(Task statement): The answer is to contain only the line containing "Tag eyeglasses. Format" and the lines after it through the last one, each reproduced exactly as it appears below.

[Saved entries]
• • •

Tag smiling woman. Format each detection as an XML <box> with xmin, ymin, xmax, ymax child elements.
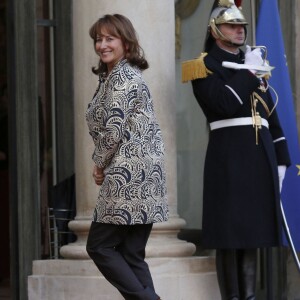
<box><xmin>89</xmin><ymin>14</ymin><xmax>148</xmax><ymax>75</ymax></box>
<box><xmin>85</xmin><ymin>14</ymin><xmax>168</xmax><ymax>300</ymax></box>
<box><xmin>94</xmin><ymin>31</ymin><xmax>125</xmax><ymax>73</ymax></box>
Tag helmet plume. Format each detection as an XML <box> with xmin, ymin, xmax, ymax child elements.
<box><xmin>218</xmin><ymin>0</ymin><xmax>242</xmax><ymax>8</ymax></box>
<box><xmin>235</xmin><ymin>0</ymin><xmax>242</xmax><ymax>8</ymax></box>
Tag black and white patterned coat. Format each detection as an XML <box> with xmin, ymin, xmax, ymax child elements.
<box><xmin>86</xmin><ymin>59</ymin><xmax>168</xmax><ymax>225</ymax></box>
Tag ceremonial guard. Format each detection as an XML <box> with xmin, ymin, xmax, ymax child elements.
<box><xmin>182</xmin><ymin>1</ymin><xmax>291</xmax><ymax>299</ymax></box>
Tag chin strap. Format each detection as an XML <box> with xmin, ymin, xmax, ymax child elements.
<box><xmin>211</xmin><ymin>19</ymin><xmax>247</xmax><ymax>47</ymax></box>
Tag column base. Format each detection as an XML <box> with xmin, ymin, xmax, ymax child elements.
<box><xmin>28</xmin><ymin>257</ymin><xmax>220</xmax><ymax>300</ymax></box>
<box><xmin>60</xmin><ymin>216</ymin><xmax>196</xmax><ymax>259</ymax></box>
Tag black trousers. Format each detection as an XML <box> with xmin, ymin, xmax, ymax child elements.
<box><xmin>86</xmin><ymin>221</ymin><xmax>159</xmax><ymax>300</ymax></box>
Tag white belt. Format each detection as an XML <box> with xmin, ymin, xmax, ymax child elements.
<box><xmin>210</xmin><ymin>117</ymin><xmax>269</xmax><ymax>131</ymax></box>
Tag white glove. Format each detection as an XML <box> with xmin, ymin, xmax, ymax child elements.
<box><xmin>259</xmin><ymin>59</ymin><xmax>271</xmax><ymax>78</ymax></box>
<box><xmin>244</xmin><ymin>45</ymin><xmax>264</xmax><ymax>74</ymax></box>
<box><xmin>278</xmin><ymin>165</ymin><xmax>287</xmax><ymax>192</ymax></box>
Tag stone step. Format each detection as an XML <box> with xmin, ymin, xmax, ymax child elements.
<box><xmin>28</xmin><ymin>256</ymin><xmax>221</xmax><ymax>300</ymax></box>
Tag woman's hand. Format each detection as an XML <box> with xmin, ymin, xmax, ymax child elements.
<box><xmin>93</xmin><ymin>165</ymin><xmax>105</xmax><ymax>185</ymax></box>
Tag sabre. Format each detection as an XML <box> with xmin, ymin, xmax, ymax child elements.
<box><xmin>254</xmin><ymin>0</ymin><xmax>300</xmax><ymax>273</ymax></box>
<box><xmin>280</xmin><ymin>200</ymin><xmax>300</xmax><ymax>273</ymax></box>
<box><xmin>251</xmin><ymin>0</ymin><xmax>300</xmax><ymax>274</ymax></box>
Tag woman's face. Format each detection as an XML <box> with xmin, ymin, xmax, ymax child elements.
<box><xmin>95</xmin><ymin>27</ymin><xmax>126</xmax><ymax>73</ymax></box>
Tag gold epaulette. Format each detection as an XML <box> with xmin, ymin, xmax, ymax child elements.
<box><xmin>181</xmin><ymin>52</ymin><xmax>212</xmax><ymax>83</ymax></box>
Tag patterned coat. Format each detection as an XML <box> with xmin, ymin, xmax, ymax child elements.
<box><xmin>191</xmin><ymin>45</ymin><xmax>291</xmax><ymax>249</ymax></box>
<box><xmin>86</xmin><ymin>59</ymin><xmax>168</xmax><ymax>225</ymax></box>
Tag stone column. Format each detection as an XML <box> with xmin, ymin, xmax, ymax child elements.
<box><xmin>60</xmin><ymin>0</ymin><xmax>195</xmax><ymax>259</ymax></box>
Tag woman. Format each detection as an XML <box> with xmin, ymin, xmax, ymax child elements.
<box><xmin>182</xmin><ymin>1</ymin><xmax>290</xmax><ymax>299</ymax></box>
<box><xmin>85</xmin><ymin>14</ymin><xmax>168</xmax><ymax>300</ymax></box>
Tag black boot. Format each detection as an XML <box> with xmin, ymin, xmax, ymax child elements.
<box><xmin>236</xmin><ymin>249</ymin><xmax>257</xmax><ymax>300</ymax></box>
<box><xmin>216</xmin><ymin>249</ymin><xmax>240</xmax><ymax>300</ymax></box>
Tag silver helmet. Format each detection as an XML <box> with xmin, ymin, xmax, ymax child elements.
<box><xmin>209</xmin><ymin>0</ymin><xmax>248</xmax><ymax>43</ymax></box>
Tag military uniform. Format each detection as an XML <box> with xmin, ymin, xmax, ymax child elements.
<box><xmin>187</xmin><ymin>44</ymin><xmax>291</xmax><ymax>249</ymax></box>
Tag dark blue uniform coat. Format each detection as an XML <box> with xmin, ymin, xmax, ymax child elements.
<box><xmin>192</xmin><ymin>44</ymin><xmax>291</xmax><ymax>249</ymax></box>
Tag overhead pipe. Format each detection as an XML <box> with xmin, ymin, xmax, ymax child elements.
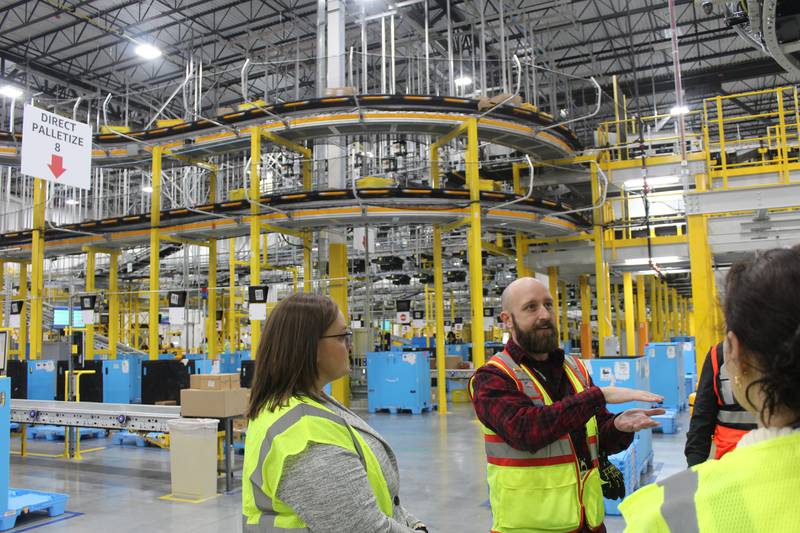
<box><xmin>485</xmin><ymin>154</ymin><xmax>535</xmax><ymax>212</ymax></box>
<box><xmin>144</xmin><ymin>65</ymin><xmax>194</xmax><ymax>130</ymax></box>
<box><xmin>534</xmin><ymin>75</ymin><xmax>602</xmax><ymax>133</ymax></box>
<box><xmin>241</xmin><ymin>58</ymin><xmax>291</xmax><ymax>129</ymax></box>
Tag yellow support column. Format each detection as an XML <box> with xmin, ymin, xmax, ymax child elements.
<box><xmin>671</xmin><ymin>289</ymin><xmax>679</xmax><ymax>340</ymax></box>
<box><xmin>228</xmin><ymin>239</ymin><xmax>236</xmax><ymax>352</ymax></box>
<box><xmin>207</xmin><ymin>240</ymin><xmax>218</xmax><ymax>358</ymax></box>
<box><xmin>548</xmin><ymin>267</ymin><xmax>560</xmax><ymax>338</ymax></box>
<box><xmin>303</xmin><ymin>231</ymin><xmax>312</xmax><ymax>293</ymax></box>
<box><xmin>590</xmin><ymin>164</ymin><xmax>609</xmax><ymax>355</ymax></box>
<box><xmin>559</xmin><ymin>280</ymin><xmax>569</xmax><ymax>345</ymax></box>
<box><xmin>30</xmin><ymin>178</ymin><xmax>46</xmax><ymax>360</ymax></box>
<box><xmin>623</xmin><ymin>273</ymin><xmax>635</xmax><ymax>356</ymax></box>
<box><xmin>207</xmin><ymin>170</ymin><xmax>219</xmax><ymax>359</ymax></box>
<box><xmin>249</xmin><ymin>128</ymin><xmax>263</xmax><ymax>353</ymax></box>
<box><xmin>514</xmin><ymin>163</ymin><xmax>531</xmax><ymax>277</ymax></box>
<box><xmin>465</xmin><ymin>118</ymin><xmax>486</xmax><ymax>368</ymax></box>
<box><xmin>636</xmin><ymin>275</ymin><xmax>648</xmax><ymax>354</ymax></box>
<box><xmin>148</xmin><ymin>146</ymin><xmax>162</xmax><ymax>361</ymax></box>
<box><xmin>19</xmin><ymin>265</ymin><xmax>28</xmax><ymax>359</ymax></box>
<box><xmin>133</xmin><ymin>292</ymin><xmax>140</xmax><ymax>350</ymax></box>
<box><xmin>579</xmin><ymin>274</ymin><xmax>592</xmax><ymax>358</ymax></box>
<box><xmin>0</xmin><ymin>261</ymin><xmax>4</xmax><ymax>327</ymax></box>
<box><xmin>660</xmin><ymin>280</ymin><xmax>669</xmax><ymax>340</ymax></box>
<box><xmin>613</xmin><ymin>282</ymin><xmax>622</xmax><ymax>342</ymax></box>
<box><xmin>433</xmin><ymin>225</ymin><xmax>448</xmax><ymax>414</ymax></box>
<box><xmin>689</xmin><ymin>211</ymin><xmax>716</xmax><ymax>374</ymax></box>
<box><xmin>328</xmin><ymin>242</ymin><xmax>350</xmax><ymax>406</ymax></box>
<box><xmin>85</xmin><ymin>251</ymin><xmax>96</xmax><ymax>360</ymax></box>
<box><xmin>108</xmin><ymin>252</ymin><xmax>119</xmax><ymax>359</ymax></box>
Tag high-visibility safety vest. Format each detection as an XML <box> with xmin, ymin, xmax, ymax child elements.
<box><xmin>709</xmin><ymin>343</ymin><xmax>757</xmax><ymax>459</ymax></box>
<box><xmin>242</xmin><ymin>396</ymin><xmax>394</xmax><ymax>532</ymax></box>
<box><xmin>469</xmin><ymin>351</ymin><xmax>604</xmax><ymax>533</ymax></box>
<box><xmin>620</xmin><ymin>431</ymin><xmax>800</xmax><ymax>532</ymax></box>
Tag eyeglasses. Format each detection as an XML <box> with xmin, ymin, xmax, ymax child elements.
<box><xmin>321</xmin><ymin>330</ymin><xmax>353</xmax><ymax>348</ymax></box>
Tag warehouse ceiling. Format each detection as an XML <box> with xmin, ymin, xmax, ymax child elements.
<box><xmin>1</xmin><ymin>0</ymin><xmax>796</xmax><ymax>143</ymax></box>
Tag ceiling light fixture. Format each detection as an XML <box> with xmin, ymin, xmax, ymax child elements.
<box><xmin>454</xmin><ymin>76</ymin><xmax>472</xmax><ymax>87</ymax></box>
<box><xmin>623</xmin><ymin>175</ymin><xmax>680</xmax><ymax>190</ymax></box>
<box><xmin>135</xmin><ymin>43</ymin><xmax>162</xmax><ymax>60</ymax></box>
<box><xmin>65</xmin><ymin>199</ymin><xmax>80</xmax><ymax>206</ymax></box>
<box><xmin>141</xmin><ymin>185</ymin><xmax>153</xmax><ymax>193</ymax></box>
<box><xmin>0</xmin><ymin>85</ymin><xmax>23</xmax><ymax>99</ymax></box>
<box><xmin>670</xmin><ymin>105</ymin><xmax>690</xmax><ymax>116</ymax></box>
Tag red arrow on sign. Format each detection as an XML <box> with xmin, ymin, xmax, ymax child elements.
<box><xmin>48</xmin><ymin>154</ymin><xmax>66</xmax><ymax>178</ymax></box>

• • •

(Solution to this exercise):
Tag eyeglasses. Format each detection as an XML <box> with xmin, ymin, xmax, ymax child elements.
<box><xmin>321</xmin><ymin>330</ymin><xmax>353</xmax><ymax>348</ymax></box>
Tag warehouse ceiling. Format each detection as an XML <box> with xmin, ymin, xmax, ymax child elements.
<box><xmin>1</xmin><ymin>0</ymin><xmax>796</xmax><ymax>143</ymax></box>
Tag ceiling light fixture. Format each detection as an XML <box> with xmin, ymin, xmax, ymax child elements.
<box><xmin>454</xmin><ymin>76</ymin><xmax>472</xmax><ymax>87</ymax></box>
<box><xmin>623</xmin><ymin>175</ymin><xmax>680</xmax><ymax>190</ymax></box>
<box><xmin>135</xmin><ymin>43</ymin><xmax>162</xmax><ymax>60</ymax></box>
<box><xmin>65</xmin><ymin>199</ymin><xmax>80</xmax><ymax>206</ymax></box>
<box><xmin>141</xmin><ymin>185</ymin><xmax>153</xmax><ymax>193</ymax></box>
<box><xmin>0</xmin><ymin>85</ymin><xmax>23</xmax><ymax>99</ymax></box>
<box><xmin>670</xmin><ymin>105</ymin><xmax>690</xmax><ymax>116</ymax></box>
Tag red arrow on sign. Format each detection as an XML <box> with xmin, ymin, xmax, ymax child elements.
<box><xmin>48</xmin><ymin>154</ymin><xmax>66</xmax><ymax>178</ymax></box>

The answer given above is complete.